Referring expression grounding data |
--

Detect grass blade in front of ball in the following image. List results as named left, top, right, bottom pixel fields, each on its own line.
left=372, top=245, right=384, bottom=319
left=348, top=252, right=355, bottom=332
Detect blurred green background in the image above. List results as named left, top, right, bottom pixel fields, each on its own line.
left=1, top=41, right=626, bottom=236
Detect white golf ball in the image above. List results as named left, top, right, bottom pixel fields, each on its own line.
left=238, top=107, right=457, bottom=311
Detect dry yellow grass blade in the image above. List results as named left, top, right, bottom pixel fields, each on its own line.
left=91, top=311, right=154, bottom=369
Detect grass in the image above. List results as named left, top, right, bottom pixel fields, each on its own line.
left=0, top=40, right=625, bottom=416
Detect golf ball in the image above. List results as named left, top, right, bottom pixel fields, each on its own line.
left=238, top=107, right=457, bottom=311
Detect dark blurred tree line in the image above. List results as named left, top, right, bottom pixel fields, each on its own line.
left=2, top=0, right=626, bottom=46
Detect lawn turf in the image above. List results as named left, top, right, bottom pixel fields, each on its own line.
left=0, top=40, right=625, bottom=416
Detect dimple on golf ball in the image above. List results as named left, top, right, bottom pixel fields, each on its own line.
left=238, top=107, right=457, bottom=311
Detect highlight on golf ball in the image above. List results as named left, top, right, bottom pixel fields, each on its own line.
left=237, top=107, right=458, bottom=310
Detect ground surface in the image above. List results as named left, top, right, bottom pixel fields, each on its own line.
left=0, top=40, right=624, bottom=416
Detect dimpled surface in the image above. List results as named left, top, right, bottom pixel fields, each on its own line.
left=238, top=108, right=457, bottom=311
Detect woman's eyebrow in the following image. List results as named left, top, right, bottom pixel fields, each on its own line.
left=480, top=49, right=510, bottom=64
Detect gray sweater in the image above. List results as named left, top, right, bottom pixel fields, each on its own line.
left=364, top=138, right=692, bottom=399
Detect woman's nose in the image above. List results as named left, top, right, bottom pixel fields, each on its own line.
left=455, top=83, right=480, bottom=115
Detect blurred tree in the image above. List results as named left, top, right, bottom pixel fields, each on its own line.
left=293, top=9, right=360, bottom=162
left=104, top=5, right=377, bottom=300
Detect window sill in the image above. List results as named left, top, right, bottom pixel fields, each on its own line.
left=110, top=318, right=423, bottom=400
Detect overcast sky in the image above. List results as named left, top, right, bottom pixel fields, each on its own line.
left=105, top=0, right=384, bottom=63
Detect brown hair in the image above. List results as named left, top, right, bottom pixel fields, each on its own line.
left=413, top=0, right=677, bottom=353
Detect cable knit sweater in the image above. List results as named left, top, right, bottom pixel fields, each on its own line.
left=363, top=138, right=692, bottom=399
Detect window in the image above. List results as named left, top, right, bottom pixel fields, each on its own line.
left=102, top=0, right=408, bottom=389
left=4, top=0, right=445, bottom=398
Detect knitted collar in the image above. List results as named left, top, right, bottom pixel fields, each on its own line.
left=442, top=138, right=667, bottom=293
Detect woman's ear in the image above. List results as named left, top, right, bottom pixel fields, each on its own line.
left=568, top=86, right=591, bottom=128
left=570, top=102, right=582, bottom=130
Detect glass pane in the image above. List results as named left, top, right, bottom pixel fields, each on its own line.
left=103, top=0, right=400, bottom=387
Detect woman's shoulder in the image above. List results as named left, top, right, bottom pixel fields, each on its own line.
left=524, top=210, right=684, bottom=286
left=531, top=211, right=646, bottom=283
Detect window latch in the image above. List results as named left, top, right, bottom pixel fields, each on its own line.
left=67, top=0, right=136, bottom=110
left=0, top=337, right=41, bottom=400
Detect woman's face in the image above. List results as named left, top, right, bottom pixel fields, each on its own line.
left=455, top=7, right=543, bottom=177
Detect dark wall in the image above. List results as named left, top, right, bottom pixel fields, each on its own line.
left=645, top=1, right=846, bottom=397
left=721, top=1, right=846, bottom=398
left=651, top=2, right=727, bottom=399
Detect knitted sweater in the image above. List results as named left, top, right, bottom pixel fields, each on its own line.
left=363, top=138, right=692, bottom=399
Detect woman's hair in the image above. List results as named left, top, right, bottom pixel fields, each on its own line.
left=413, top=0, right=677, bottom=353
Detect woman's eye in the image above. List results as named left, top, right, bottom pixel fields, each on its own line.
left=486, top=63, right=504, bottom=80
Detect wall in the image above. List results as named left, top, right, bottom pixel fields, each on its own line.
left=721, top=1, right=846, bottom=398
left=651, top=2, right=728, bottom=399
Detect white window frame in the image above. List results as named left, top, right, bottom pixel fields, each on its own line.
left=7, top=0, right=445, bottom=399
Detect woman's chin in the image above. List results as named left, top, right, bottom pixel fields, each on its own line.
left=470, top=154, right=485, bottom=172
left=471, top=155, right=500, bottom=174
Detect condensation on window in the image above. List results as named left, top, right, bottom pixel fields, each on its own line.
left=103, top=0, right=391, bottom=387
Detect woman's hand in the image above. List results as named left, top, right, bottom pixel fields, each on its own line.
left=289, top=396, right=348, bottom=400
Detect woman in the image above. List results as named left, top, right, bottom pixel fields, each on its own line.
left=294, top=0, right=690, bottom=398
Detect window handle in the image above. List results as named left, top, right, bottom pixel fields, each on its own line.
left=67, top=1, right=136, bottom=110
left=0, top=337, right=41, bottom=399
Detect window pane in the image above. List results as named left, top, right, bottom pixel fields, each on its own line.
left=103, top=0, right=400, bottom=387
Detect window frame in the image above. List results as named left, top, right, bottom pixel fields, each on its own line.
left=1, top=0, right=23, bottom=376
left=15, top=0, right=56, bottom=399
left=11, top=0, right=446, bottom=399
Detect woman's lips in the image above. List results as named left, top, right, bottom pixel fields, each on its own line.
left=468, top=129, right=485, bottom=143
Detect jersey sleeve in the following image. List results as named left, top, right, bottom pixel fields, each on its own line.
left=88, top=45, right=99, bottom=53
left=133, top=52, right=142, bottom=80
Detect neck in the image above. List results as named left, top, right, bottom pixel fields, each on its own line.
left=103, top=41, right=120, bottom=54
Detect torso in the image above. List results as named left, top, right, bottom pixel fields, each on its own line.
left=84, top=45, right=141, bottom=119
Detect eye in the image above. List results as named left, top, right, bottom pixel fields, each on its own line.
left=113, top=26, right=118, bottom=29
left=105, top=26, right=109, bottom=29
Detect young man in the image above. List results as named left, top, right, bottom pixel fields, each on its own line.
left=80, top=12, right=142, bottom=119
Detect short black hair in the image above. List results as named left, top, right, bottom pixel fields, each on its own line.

--

Exercise description | Reproduce every entry above. Make each line identical to the original.

Result of the exercise |
Detect grass blade in front of ball in the following image. List results as named left, top, right, bottom pixel fields, each on its own line.
left=372, top=245, right=384, bottom=319
left=348, top=252, right=355, bottom=332
Detect blurred green background in the image above. List results as named left, top, right, bottom pixel fields, each on its own line.
left=1, top=41, right=626, bottom=236
Detect white golf ball in the image above. List results as named left, top, right, bottom pixel fields, each on its own line.
left=238, top=107, right=457, bottom=311
Detect dry yellow grass blade in the image above. List results as named left, top, right, bottom pixel fields, each on its own line.
left=91, top=311, right=154, bottom=369
Detect grass in the image above. List results as named left, top, right, bottom pixel fields, each on its own line.
left=0, top=40, right=625, bottom=416
Detect golf ball in the image above. List results as named left, top, right, bottom pixel fields, each on its own line.
left=238, top=107, right=457, bottom=311
Detect dark blurred tree line in the image above. List results as named left, top, right, bottom pixel fields, each on its own line.
left=2, top=0, right=626, bottom=46
Detect lawn turf in the image above. List results as named left, top, right, bottom pixel fields, each on its own line.
left=0, top=40, right=625, bottom=416
Detect dimple on golf ball in the image above. List results as named left, top, right, bottom pixel fields, each on its own line.
left=238, top=107, right=457, bottom=311
Detect highlight on golf ball in the image above. List results as named left, top, right, bottom pixel fields, each on its own line.
left=237, top=107, right=458, bottom=310
Detect ground surface in the image above. List results as named left, top, right, bottom pixel fields, each on its own line.
left=0, top=40, right=624, bottom=416
Detect dimpled surface in the image above. List results as named left, top, right, bottom pixel fields, each on its own line.
left=238, top=108, right=457, bottom=311
Detect woman's eyebrow in the following image. List results as named left, top, right, bottom pixel fields, each on its own line.
left=480, top=49, right=510, bottom=64
Detect gray sweater in the image above. List results as named left, top, right, bottom pixel fields, each on its own line.
left=364, top=138, right=692, bottom=399
Detect woman's nose in the image above. List results as named left, top, right, bottom pixel fields, each on its own line.
left=455, top=83, right=480, bottom=115
Detect blurred tree in the image above. List results as named left, top, right, bottom pixel fields, each on its own line.
left=293, top=9, right=360, bottom=162
left=104, top=5, right=377, bottom=300
Detect window sill in the image above. List results as named left, top, right, bottom pixel fields, each on its own line.
left=110, top=318, right=423, bottom=400
Detect overcast sky in the image above. List results as named left, top, right, bottom pixel fields, each on its own line.
left=105, top=0, right=384, bottom=63
Detect brown hair in the image above. List results as named left, top, right, bottom pixel fields, each on its own line.
left=413, top=0, right=677, bottom=353
Detect cable knit sweater in the image above. List results as named left, top, right, bottom pixel fields, each on its own line.
left=363, top=138, right=692, bottom=399
Detect window in the image above. List results as named left, top, right, bottom pixel fields, each on its own line.
left=102, top=0, right=408, bottom=389
left=4, top=0, right=445, bottom=398
Detect knitted collar in the image above. List results as named left, top, right, bottom pixel fields, each on its own line.
left=442, top=138, right=667, bottom=293
Detect woman's ear in the image above. List results as named left, top, right, bottom pixel fields, each on its own line.
left=568, top=86, right=591, bottom=128
left=570, top=102, right=582, bottom=130
Detect glass pane in the image above. List results as named left, top, right, bottom pixel fields, each on its own line.
left=103, top=0, right=400, bottom=387
Detect woman's shoulder in the image above. List results as named left, top, right, bottom pixel fields, each on its own line.
left=524, top=210, right=684, bottom=286
left=531, top=211, right=646, bottom=283
Detect window latch in the image above. List results as named left, top, right, bottom pixel fields, each on its own line.
left=67, top=0, right=136, bottom=110
left=0, top=337, right=41, bottom=400
Detect woman's face in the image above. List results as named left, top, right, bottom pixel fields, each on its own line.
left=455, top=7, right=543, bottom=177
Detect dark wall in the image above. List results as named left, top, right, bottom pixel fields, each on its own line.
left=645, top=1, right=846, bottom=397
left=721, top=1, right=846, bottom=398
left=651, top=2, right=727, bottom=399
Detect knitted sweater in the image above. List results as named left, top, right, bottom pixel fields, each on its own line.
left=363, top=138, right=692, bottom=399
Detect woman's hair in the image above. List results as named left, top, right, bottom pixel fields, each on its own line.
left=413, top=0, right=677, bottom=353
Detect woman's eye in the image above. List results as named left, top, right, bottom pixel fields, each on its own line.
left=486, top=63, right=504, bottom=80
Detect wall in the image above. List results as named left, top, right, bottom pixel fields, each on its own line.
left=721, top=1, right=846, bottom=398
left=651, top=2, right=728, bottom=399
Detect white window frame in the image above. List results as named left, top, right, bottom pixel fields, each on its own line.
left=7, top=0, right=445, bottom=399
Detect woman's chin in the image above. List results as named left, top, right, bottom pixel fields, each on its own line.
left=470, top=154, right=485, bottom=172
left=471, top=155, right=500, bottom=174
Detect condensation on window in the image above. List results as named left, top, right, bottom pixel fields, each on its own line.
left=103, top=0, right=391, bottom=387
Detect woman's hand in the image above. List results as named left, top, right, bottom pixel fields, each on its own line.
left=289, top=396, right=348, bottom=400
Detect woman in the image above. List results as named left, top, right, bottom pixel fields, each on its own line.
left=294, top=0, right=690, bottom=398
Detect window handle in the image above. List results as named left, top, right, bottom pixel fields, each on its own line.
left=67, top=1, right=136, bottom=110
left=0, top=337, right=41, bottom=399
Detect window pane in the image above. List results as named left, top, right, bottom pixel fields, each on its own line.
left=103, top=0, right=400, bottom=387
Detect window frame in the image above. List results as named left, top, right, bottom pixel fields, each on its own line.
left=1, top=0, right=23, bottom=376
left=15, top=0, right=56, bottom=399
left=11, top=0, right=446, bottom=399
Detect woman's lips in the image above. List results as named left, top, right, bottom pixel fields, each on its own line.
left=468, top=129, right=485, bottom=143
Detect jersey sleeve in the following image. List results as named left, top, right, bottom pixel fields, each on its own line.
left=88, top=45, right=99, bottom=53
left=133, top=52, right=142, bottom=80
Detect neck in the image above. List results as named left, top, right, bottom pixel fields, each on its own line.
left=103, top=41, right=120, bottom=54
Detect torso in the image above. List results as named left, top, right, bottom pixel fields, each on its own line.
left=84, top=45, right=141, bottom=119
Detect eye in the image above. List results as named left, top, right, bottom pixel fields, each on its own line.
left=113, top=26, right=118, bottom=29
left=105, top=26, right=109, bottom=29
Detect young man in the image above. List results as named left, top, right, bottom pixel fields, each on its own line.
left=80, top=12, right=142, bottom=119
Detect short black hair in the image above. List results as named left, top, right, bottom pixel fields, each on its own line.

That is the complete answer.